Copy the listing below word for word, starting at the line with "Identify woman's face in the image above." and running through its final line, including both.
____________
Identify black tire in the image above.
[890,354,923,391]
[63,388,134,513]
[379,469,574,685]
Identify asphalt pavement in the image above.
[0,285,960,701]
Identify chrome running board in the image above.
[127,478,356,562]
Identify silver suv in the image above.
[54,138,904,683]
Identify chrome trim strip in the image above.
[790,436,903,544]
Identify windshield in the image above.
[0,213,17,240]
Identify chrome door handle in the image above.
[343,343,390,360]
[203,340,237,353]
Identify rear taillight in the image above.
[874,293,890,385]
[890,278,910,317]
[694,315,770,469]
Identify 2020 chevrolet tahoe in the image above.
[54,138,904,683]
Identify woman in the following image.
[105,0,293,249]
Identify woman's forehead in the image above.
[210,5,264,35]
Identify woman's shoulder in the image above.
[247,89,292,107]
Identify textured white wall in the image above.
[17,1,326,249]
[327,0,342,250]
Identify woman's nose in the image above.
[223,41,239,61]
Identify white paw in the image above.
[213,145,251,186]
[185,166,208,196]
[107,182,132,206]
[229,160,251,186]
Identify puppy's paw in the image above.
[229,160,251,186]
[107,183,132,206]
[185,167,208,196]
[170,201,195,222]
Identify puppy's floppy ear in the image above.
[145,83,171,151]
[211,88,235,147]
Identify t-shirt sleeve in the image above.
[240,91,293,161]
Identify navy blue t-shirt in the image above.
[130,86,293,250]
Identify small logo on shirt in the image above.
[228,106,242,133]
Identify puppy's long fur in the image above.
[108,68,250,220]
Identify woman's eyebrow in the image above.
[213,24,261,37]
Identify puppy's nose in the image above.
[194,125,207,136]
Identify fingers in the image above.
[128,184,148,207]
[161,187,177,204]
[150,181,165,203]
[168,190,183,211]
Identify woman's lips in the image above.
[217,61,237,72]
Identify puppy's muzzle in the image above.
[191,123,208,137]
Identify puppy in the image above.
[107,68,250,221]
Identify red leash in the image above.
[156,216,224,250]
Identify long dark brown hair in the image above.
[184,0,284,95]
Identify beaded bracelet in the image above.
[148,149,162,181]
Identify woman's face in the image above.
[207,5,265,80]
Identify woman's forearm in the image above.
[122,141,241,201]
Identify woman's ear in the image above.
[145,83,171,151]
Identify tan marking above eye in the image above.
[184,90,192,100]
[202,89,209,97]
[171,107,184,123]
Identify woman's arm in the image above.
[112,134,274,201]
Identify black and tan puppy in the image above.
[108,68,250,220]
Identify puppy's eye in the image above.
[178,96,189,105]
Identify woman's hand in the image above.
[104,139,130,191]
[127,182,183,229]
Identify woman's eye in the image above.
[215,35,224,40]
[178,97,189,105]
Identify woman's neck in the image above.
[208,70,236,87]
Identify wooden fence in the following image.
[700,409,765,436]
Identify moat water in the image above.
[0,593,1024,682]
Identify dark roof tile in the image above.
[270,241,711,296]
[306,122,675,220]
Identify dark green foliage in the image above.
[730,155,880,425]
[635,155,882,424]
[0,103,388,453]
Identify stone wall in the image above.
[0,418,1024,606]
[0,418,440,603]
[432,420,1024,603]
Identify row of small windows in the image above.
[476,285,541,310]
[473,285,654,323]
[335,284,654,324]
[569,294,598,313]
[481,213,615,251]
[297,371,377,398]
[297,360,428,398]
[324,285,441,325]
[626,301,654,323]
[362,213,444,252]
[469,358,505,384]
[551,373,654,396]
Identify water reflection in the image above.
____________
THE ANSWER:
Identify woman's face in the image above.
[207,5,265,80]
Identify woman's forearm in the image above.
[122,141,241,201]
Identify woman's ear in the image above.
[145,83,171,151]
Identify tan marking above eye in the image above.
[184,90,192,100]
[202,89,209,97]
[171,107,184,123]
Identify woman's arm in the image above.
[112,134,274,201]
Identify black and tan puppy in the image above.
[108,68,250,220]
Identify puppy's eye in the image above.
[178,96,189,105]
Identify woman's hand in the image above.
[104,139,130,191]
[127,182,183,229]
Identify woman's eye in the image above.
[215,35,224,40]
[178,97,189,105]
Identify woman's neck in the image above.
[208,70,236,87]
Identify wooden fence in the following image.
[700,409,765,436]
Identify moat water in the image above.
[0,593,1024,682]
Identify dark roof tile in the image above.
[270,241,711,296]
[306,122,675,220]
Identify dark green foliage in the image above.
[730,155,880,425]
[635,155,882,424]
[0,103,388,453]
Identify stone wall in the image above.
[0,418,1024,606]
[0,418,440,603]
[432,420,1024,603]
Identify row of small windows in the image above.
[476,285,541,310]
[473,285,654,323]
[335,284,654,324]
[569,294,598,313]
[481,213,615,251]
[297,371,377,398]
[297,360,428,398]
[324,285,441,325]
[626,301,654,323]
[362,213,444,252]
[469,358,505,384]
[551,373,654,396]
Identify water reflection in the image above.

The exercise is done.